Exercise -
Please answer these questions about the forum thread on stolen mouse pictures:
1. What animals did Anne's stolen pictures show?
2. According to SarahY, whose picture is the bottom of the three small ones?
3. What does StuStu suggest putting on a site to object to pictures being used?
>> START Passage given
# Stolen Fotos



## Roland (Aug 17, 2009)

Stolen Fotos:
Mice from Chilloutarea Mousery are so beautiful and attractive, that some people steal the fotos from my homepage and try to sell their third class fake mice for a high price. Think twice, before you order fakes! If you want to get good mice, buy from reliable breeders only! 









Best regards, Roland
Chilloutarea Mousery - Tricolor , Splashed , Merle , Recessive Red
The place where science meets fun!


----------



## Matt Haslam (Mar 13, 2010)

Roland said:


> If you want to get good mice, buy from reliable breeders only!


good point Roland!


----------



## Anne (Mar 21, 2011)

did you report the photoabuse?? It is illegal to steal other peoples photos and most salespages and so on takes that serious. I have tried it myself (not stealing, but getting stolen from) with ferrets and the pictures are mostly removed at once.

I know this isnt the point in the post, but I just get so angry when someone steals photos. :evil:


----------



## SarahY (Nov 6, 2008)

And the bottom of the three small pictures is one of moustress' photos!

Sarah xxx


----------



## Roland (Aug 17, 2009)

SarahY said:


> And the bottom of the three small pictures is one of moustress' photos!
> 
> Sarah xxx


Wow, I thought at least the third foto would show the thiev's own mouse...


----------



## Rhasputin (Feb 21, 2010)

How awful! Report that website immediately!!! :evil:


----------



## moustress (Sep 25, 2009)

*heehee*

I kinda flattered by this. Very weird.

The more I think about it it, the funnier it is! Roland's and my meeces together again for the first time. Choice!

ROTFLMAO! *cough*

*COUGH* Vurry vurry bad people. Bad. BAD BAD people.


----------



## Cait (Oct 3, 2008)

I've even had people steal and use photos of pet quality mice from my website. It's odd the things people do. But it's a lot more serious with this as they are trying to profit from it - they could probably be prosecuted for misdescriptions and selling something they don't own as well as breaching copyright!


----------



## StuStu (Apr 6, 2011)

annoying if you spend time and money for someone just to steal from your website, take a look at my family website for the dogs, look at the bottom right of the front page and read the disclaimer, if you havent already done so consider doing the same.
Stu.

google, Ocobo Mystyle


----------



## moustress (Sep 25, 2009)

There's no money to be made raising mousies! Even if you do have show type, there's nothing more than winning and self accomplishment to be gained! With dog and cats, I can see raising a big flap over this kind of thing. Sure, it's dishonest and not nice, but it just makes the perpetrator look foolish.


----------



## StuStu (Apr 6, 2011)

hi, please dont think dog breeding differs from mouse breeding, they have the same ambitions for winning and self accomplishment !. puppy farmers breed for financial gain, however like yourself, show kennels certainly do not. i hope this doesnt come across rude because its not meant to be in any way shape or form, i was just trying to help rolands original post regarding this matter, all i was suggesting if you object to photos bieng used simply put a disclaimer on your site, if you dont have a disclaimer / copyright people are free to use your photos, kind regards Stu


----------



## WNTMousery (Jun 2, 2010)
>> END Passage given
>> START Information given
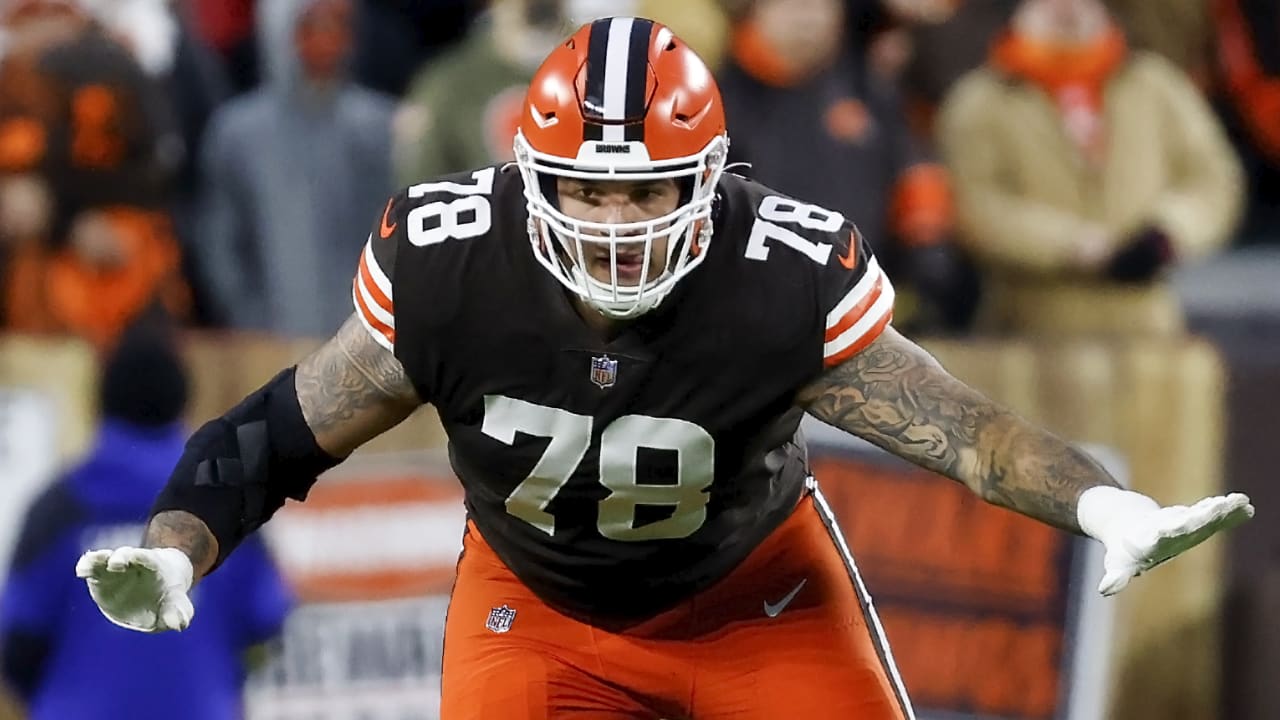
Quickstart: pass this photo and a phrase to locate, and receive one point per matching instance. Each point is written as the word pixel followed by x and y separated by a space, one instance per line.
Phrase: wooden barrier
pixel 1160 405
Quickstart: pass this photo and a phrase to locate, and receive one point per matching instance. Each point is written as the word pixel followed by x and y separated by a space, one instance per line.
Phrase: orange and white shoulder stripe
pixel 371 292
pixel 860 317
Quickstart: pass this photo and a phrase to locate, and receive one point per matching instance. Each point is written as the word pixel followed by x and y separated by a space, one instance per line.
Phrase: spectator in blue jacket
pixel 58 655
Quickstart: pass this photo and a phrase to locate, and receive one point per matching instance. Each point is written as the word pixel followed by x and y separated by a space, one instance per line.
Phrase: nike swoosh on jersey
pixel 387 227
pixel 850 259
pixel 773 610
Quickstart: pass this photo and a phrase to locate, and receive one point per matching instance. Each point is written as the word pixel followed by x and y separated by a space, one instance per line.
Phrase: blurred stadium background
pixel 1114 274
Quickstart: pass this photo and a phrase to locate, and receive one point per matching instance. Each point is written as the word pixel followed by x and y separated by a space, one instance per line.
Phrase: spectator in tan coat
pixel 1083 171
>> END Information given
>> START Information given
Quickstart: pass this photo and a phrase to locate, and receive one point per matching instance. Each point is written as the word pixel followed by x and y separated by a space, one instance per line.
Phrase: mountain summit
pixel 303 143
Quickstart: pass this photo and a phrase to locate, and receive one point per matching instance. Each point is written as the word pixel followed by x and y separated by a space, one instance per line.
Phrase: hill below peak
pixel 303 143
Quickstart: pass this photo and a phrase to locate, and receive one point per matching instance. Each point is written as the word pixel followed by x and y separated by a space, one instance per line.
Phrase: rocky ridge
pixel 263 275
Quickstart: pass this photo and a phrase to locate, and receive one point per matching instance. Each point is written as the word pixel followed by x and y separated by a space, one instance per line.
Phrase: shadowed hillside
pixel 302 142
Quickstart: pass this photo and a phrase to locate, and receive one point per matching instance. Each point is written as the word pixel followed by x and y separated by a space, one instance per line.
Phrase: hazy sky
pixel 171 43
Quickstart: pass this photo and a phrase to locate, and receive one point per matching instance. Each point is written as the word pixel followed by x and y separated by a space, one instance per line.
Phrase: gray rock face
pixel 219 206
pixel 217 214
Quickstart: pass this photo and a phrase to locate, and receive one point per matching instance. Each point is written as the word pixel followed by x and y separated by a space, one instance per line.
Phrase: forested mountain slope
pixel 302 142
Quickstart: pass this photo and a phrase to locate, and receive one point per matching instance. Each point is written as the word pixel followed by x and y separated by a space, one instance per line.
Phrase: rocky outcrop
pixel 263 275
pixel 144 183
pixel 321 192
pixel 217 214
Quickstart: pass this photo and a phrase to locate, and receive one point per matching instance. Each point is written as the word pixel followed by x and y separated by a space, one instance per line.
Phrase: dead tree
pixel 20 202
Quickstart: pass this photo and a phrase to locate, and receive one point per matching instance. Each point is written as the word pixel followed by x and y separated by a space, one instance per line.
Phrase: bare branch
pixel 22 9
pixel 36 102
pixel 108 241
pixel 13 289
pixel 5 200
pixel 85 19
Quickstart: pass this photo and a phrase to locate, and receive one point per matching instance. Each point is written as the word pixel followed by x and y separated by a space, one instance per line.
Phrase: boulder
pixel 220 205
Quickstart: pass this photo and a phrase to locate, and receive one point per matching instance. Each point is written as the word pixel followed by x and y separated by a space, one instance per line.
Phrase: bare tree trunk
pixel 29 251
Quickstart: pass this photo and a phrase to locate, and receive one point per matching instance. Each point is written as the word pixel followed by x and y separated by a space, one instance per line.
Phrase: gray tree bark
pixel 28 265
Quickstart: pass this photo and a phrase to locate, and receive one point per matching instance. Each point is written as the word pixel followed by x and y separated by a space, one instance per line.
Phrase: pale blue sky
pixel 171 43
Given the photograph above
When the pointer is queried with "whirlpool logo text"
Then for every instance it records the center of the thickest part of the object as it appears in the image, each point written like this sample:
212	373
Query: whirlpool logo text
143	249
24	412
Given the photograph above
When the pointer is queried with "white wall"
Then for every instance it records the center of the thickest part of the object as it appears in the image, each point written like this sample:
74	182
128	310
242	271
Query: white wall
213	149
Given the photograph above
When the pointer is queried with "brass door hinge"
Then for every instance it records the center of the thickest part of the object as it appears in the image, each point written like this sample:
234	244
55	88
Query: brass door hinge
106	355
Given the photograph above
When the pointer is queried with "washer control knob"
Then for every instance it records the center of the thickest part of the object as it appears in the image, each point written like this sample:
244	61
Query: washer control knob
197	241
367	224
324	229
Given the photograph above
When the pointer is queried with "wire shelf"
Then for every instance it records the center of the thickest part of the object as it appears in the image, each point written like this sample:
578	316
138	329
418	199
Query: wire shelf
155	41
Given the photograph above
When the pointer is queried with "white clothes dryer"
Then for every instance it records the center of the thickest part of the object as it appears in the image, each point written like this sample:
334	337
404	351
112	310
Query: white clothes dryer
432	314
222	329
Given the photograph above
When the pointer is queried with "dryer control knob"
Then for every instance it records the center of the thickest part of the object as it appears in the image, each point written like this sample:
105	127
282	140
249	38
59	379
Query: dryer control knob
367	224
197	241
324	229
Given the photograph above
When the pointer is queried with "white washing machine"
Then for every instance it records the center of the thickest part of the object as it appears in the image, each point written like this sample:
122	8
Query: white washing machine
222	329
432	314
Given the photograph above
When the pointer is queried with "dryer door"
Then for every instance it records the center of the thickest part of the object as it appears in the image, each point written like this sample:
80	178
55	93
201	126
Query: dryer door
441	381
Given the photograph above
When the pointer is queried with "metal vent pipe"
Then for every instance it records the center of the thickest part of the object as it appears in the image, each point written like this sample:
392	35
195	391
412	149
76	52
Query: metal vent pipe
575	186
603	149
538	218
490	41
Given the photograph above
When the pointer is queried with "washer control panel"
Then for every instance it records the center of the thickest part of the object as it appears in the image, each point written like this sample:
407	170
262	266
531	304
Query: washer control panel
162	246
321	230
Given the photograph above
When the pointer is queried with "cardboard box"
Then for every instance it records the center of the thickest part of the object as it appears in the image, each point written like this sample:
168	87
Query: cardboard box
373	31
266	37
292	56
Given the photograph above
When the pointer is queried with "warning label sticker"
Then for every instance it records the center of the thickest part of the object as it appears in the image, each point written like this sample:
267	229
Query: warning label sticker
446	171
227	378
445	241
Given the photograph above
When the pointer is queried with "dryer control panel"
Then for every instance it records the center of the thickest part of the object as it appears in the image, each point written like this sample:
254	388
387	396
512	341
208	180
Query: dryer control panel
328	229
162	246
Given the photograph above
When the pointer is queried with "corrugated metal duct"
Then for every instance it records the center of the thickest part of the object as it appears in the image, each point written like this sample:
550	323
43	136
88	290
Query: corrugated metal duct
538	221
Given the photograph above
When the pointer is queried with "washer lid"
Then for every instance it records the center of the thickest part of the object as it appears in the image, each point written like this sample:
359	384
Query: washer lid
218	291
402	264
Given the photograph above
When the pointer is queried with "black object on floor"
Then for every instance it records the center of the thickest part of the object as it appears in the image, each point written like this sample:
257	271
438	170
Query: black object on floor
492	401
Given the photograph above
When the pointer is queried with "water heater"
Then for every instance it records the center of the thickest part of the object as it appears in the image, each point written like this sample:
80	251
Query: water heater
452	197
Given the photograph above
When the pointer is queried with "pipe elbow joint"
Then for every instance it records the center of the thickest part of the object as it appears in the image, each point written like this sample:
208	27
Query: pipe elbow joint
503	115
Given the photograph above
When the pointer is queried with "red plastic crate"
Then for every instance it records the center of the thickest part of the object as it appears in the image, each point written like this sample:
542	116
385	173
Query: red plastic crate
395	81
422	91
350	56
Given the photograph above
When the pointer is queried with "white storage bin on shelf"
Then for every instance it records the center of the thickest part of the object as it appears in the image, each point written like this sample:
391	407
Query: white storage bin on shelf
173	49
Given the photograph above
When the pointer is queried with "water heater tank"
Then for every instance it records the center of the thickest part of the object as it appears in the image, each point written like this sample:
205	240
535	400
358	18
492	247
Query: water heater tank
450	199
>> END Information given
Answer to this problem -
1. Ferrets.
2. Moustress'.
3. A disclaimer.